**To do:** Repeat the whole listing exactly.

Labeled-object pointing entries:
============================================================
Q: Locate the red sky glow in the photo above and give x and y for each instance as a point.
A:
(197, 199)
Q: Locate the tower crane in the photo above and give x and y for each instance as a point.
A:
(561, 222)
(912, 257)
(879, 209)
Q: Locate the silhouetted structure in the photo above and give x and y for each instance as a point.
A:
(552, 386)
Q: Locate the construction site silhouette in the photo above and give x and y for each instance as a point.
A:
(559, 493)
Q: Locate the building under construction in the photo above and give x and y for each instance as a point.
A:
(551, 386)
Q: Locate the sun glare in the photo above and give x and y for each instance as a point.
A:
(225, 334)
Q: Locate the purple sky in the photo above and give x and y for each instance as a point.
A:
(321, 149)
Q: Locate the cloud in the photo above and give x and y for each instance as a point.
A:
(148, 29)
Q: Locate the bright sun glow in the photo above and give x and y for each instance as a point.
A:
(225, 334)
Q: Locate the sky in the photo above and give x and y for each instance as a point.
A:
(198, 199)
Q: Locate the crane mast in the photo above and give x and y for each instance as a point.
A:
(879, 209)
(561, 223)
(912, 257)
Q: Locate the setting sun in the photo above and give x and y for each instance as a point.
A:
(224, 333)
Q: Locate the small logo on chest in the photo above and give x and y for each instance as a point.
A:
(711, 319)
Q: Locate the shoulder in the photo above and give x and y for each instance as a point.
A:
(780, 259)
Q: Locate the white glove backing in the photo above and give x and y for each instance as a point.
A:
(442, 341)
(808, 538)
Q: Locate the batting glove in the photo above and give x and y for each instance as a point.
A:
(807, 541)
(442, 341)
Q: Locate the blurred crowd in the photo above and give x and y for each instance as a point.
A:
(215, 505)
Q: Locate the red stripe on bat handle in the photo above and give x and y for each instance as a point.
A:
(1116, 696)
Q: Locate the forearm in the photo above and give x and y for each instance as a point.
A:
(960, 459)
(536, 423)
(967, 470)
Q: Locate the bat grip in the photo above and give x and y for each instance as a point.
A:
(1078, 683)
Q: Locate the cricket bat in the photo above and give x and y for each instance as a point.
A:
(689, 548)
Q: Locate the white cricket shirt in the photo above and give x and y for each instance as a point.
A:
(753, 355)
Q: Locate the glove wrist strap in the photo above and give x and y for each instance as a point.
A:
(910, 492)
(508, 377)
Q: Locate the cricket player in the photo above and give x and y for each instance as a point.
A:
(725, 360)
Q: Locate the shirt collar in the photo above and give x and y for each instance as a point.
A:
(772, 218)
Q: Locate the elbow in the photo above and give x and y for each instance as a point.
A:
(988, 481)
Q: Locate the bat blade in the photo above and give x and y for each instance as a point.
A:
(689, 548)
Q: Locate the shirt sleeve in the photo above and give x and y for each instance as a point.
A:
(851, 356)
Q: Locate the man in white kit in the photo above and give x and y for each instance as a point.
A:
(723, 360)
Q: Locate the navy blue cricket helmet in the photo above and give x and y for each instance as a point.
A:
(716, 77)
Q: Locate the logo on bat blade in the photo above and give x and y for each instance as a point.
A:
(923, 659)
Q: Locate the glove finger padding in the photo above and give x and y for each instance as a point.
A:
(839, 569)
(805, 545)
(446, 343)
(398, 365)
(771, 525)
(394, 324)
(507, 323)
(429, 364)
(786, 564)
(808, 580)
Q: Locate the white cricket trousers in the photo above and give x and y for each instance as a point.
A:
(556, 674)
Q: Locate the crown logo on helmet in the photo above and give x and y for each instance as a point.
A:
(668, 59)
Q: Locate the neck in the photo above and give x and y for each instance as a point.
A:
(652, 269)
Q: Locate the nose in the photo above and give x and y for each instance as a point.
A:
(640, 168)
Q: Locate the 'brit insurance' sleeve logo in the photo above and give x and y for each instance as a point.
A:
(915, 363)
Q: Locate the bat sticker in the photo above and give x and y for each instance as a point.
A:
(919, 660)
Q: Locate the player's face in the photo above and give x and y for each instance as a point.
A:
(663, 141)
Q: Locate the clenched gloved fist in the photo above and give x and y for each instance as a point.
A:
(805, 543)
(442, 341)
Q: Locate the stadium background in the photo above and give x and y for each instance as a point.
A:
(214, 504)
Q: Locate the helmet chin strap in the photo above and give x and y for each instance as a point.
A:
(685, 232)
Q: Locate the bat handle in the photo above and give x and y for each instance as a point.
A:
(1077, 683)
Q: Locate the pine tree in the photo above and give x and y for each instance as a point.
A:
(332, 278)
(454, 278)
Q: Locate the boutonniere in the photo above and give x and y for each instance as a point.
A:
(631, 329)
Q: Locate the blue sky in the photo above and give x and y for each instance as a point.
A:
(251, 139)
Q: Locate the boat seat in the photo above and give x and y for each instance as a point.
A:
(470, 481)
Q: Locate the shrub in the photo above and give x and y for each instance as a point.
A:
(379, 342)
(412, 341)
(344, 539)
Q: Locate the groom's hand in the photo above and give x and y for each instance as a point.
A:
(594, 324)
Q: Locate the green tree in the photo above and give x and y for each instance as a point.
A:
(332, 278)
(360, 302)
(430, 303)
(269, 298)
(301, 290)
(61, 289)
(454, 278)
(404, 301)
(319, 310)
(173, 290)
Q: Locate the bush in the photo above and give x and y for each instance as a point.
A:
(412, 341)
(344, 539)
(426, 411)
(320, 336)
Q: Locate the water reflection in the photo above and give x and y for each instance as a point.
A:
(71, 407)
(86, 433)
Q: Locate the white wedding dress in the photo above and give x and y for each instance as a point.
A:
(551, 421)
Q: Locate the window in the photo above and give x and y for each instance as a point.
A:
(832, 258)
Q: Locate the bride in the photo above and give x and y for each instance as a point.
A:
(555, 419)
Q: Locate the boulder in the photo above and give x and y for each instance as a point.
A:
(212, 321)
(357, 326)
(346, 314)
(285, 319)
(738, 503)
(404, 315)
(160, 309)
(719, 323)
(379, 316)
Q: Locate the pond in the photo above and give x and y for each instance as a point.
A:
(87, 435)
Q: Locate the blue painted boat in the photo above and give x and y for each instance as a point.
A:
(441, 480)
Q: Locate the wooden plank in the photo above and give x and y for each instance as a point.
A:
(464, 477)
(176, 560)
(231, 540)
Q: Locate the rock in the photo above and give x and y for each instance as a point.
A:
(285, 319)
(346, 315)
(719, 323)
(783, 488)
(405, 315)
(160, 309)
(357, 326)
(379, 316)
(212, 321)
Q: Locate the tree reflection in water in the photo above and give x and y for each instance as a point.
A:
============================================================
**Task result:**
Q: Locate the red sky glow in the photo above and give x and y for each instance as a point.
A:
(197, 199)
Q: Locate the tower crane in the photo above and give x and y for each instance as a point.
A:
(561, 222)
(912, 257)
(879, 209)
Q: Locate the silhouetted structure in the photo above and give x and y for each instance as a point.
A:
(552, 386)
Q: Locate the construction site silhouette in the photo above and give x and y for each instance as a point.
A:
(559, 493)
Q: Locate the building under construction in the photo above and give x and y for each instance as a point.
A:
(551, 386)
Q: Locate the sun glare in the photo above and give x and y for each instance as a point.
A:
(225, 334)
Q: Locate the purple sky in the photo above and give x and y for each instance as a point.
A:
(321, 149)
Q: Locate the cloud in the photo above and give x and y for each instance as a point.
A:
(148, 29)
Q: Locate the bright sun glow in the photo above and give x and y for each instance as a point.
A:
(225, 334)
Q: Locate the sky in the photo above and give x and y for each instance as a point.
A:
(198, 199)
Q: Locate the crane mast in the photo above and give x and y for each instance as a point.
A:
(879, 209)
(561, 223)
(912, 257)
Q: Locate the setting sun in the photo above and give x and y for each instance as a point.
A:
(224, 333)
Q: Locate the small logo on chest in the photo above and give x and y for each instance as a point.
A:
(711, 319)
Q: Locate the shoulder in the photo above and give x and y for each instance as a point.
A:
(780, 259)
Q: Locate the white glove backing in the photo above and give x and y for each instance as a point.
A:
(442, 341)
(808, 538)
Q: Locate the batting glove in the photo above and give x and y for each instance as a point.
A:
(807, 541)
(442, 341)
Q: Locate the blurred crowd in the photo above and give x and y for each instance as a point.
A:
(215, 505)
Q: Locate the red stripe on bat handle in the photo above and give x and y for each instance as a point.
A:
(1116, 696)
Q: Locate the forearm in the photo above and give x and y for each instance as a point.
A:
(960, 459)
(536, 423)
(967, 470)
Q: Locate the bat grip in the photo above and give x and y for each instance as a point.
A:
(1078, 683)
Q: Locate the cricket bat in the photo above and give x and y for each instance as a point.
A:
(689, 548)
Q: Locate the white cricket shirt in the photo above and give x and y for each instance as a point.
A:
(753, 355)
Q: Locate the glove wrist strap in the photo above and give x and y for each instance as a point.
A:
(910, 492)
(508, 377)
Q: Locate the cricket player in the photo above and give x and y for each instance as a point.
A:
(725, 360)
Q: Locate the shirt collar in the photo above and give x and y for each instance as a point.
A:
(772, 218)
Q: Locate the elbow in the photo above and give x and y for each instance as a point.
A:
(988, 481)
Q: Locate the bat blade in the photo above and give x and y for each instance as a point.
A:
(689, 548)
Q: Locate the shirt sleeve in the photo above and give x and y for each instance as a point.
A:
(851, 356)
Q: Locate the man in white kit in the photo above and give x and y for each instance as a point.
A:
(723, 360)
Q: Locate the navy blue cricket helmet in the photo above and give x and y for each instance as a point.
A:
(716, 77)
Q: Locate the logo on bat blade in the photo above and give x and y for each instance as a point.
A:
(923, 659)
Q: Locate the glove finger padding in the photo above and give x and y for each instance as a point.
A:
(839, 569)
(805, 545)
(446, 343)
(398, 365)
(771, 525)
(394, 324)
(507, 323)
(429, 364)
(786, 564)
(808, 580)
Q: Locate the white cricket trousers in the photo above and give x and y for each instance as a point.
A:
(556, 674)
Q: Locate the crown logo on helmet in the photo above and give x and y for each instance as a point.
A:
(668, 59)
Q: Locate the neck in the photo above and give x and y for each instance as a point.
A:
(652, 269)
Q: Locate the nose in the photo above and give x and y for each instance as a point.
A:
(640, 168)
Q: Locate the 'brit insurance' sleeve logo in the photo above and give x and y for each instance as a point.
A:
(915, 363)
Q: Locate the bat sticker in the photo above and give x and y for each instance as a point.
A:
(919, 660)
Q: Locate the player's face in the photo above and give x and y for each instance as a point.
A:
(663, 141)
Q: Locate the clenched gloved fist in the photo above and give x and y for each instance as a point.
A:
(805, 543)
(442, 341)
Q: Locate the stadium background in the photo above and give x and y for each instance as a point.
A:
(214, 504)
Q: Locate the helmet chin strap in the photo above and give x and y for each instance as a point.
A:
(685, 232)
Q: Locate the bat handle in the photo above and give x and y for each instance as a point.
A:
(1077, 683)
Q: Locate the pine tree in the photo above and give x and y for each instance as a point.
A:
(332, 278)
(454, 278)
Q: Locate the boutonniere in the photo above and give x and y for each instance as a point.
A:
(631, 329)
Q: Locate the blue sky in the photo above and give x and y for each instance as a point.
A:
(251, 139)
Q: Locate the boat seat in the photo above and give x and y for each instance as a point.
A:
(470, 481)
Q: Locate the shrub in the photo above and give x and y for each instance as a point.
A:
(379, 342)
(412, 341)
(344, 539)
Q: Locate the groom's hand in the photo above and give x and y for each instance as a point.
A:
(594, 324)
Q: Locate the green tree in the photo above and give x and y for each instance as a point.
A:
(332, 278)
(360, 302)
(430, 303)
(269, 298)
(301, 290)
(61, 289)
(454, 278)
(404, 301)
(319, 310)
(173, 290)
Q: Locate the bush in the photo above and give x and y for each instance as a point.
A:
(412, 341)
(344, 539)
(426, 411)
(320, 336)
Q: Locate the water reflection in the photo above and give x and y for each instance as a point.
A:
(71, 407)
(86, 433)
Q: Locate the white wedding dress in the photo above and give x and y for each instance as a point.
A:
(551, 421)
Q: Locate the window in the photo above and give x and y for each instance as a point.
A:
(832, 258)
Q: Locate the bride in the photo above and give x and y for each instance as a point.
A:
(555, 419)
Q: Locate the boulder in the photo above and give x and y for each instance as a point.
A:
(212, 321)
(357, 326)
(346, 314)
(285, 319)
(738, 503)
(404, 315)
(160, 309)
(719, 323)
(379, 316)
Q: Locate the pond in the photo above and give x and y for each instance as a point.
A:
(87, 435)
Q: Locate the blue painted boat in the photo above and give x and y for each instance as a point.
A:
(441, 480)
Q: Locate the wooden plank in the photo above and give x and y for each instance as a point.
A:
(464, 477)
(176, 560)
(231, 540)
Q: Locate the rock in the photo above and give x and y for each instance as a point.
A:
(285, 319)
(346, 315)
(719, 323)
(783, 488)
(405, 315)
(160, 309)
(357, 326)
(379, 316)
(212, 321)
Q: Locate the tree reflection in water in the photo above and give x and y for each instance as a point.
A:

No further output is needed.